Some records
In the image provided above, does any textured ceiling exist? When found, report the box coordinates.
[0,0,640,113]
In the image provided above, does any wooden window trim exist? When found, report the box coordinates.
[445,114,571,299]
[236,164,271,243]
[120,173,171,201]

#### PROBLEM:
Put each line of the records above into a numbered list, leaving out any blank lines.

#### EXERCISE ANSWER:
1. In the image provided above, does any textured ceiling exist? When found, report the box coordinates.
2. [0,0,640,113]
3. In the image provided above, does any wooden window trim exist? When found, report the box coordinates.
4. [445,114,571,299]
5. [236,164,271,243]
6. [120,173,171,201]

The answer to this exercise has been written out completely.